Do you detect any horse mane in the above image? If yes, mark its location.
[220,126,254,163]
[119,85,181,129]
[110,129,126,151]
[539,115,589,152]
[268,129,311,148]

* * * * * * * * *

## Task
Lay out the rows above as a two-column CSV with the headers "text" and "answer", one line for each row. Put each value in a single quoted field and turn any line breaks into spaces.

## Result
text,answer
"Do you detect any horse mane in the above image? If yes, mark its location.","[220,126,254,163] [119,85,181,129] [110,129,126,151] [539,115,589,152] [268,129,311,148]"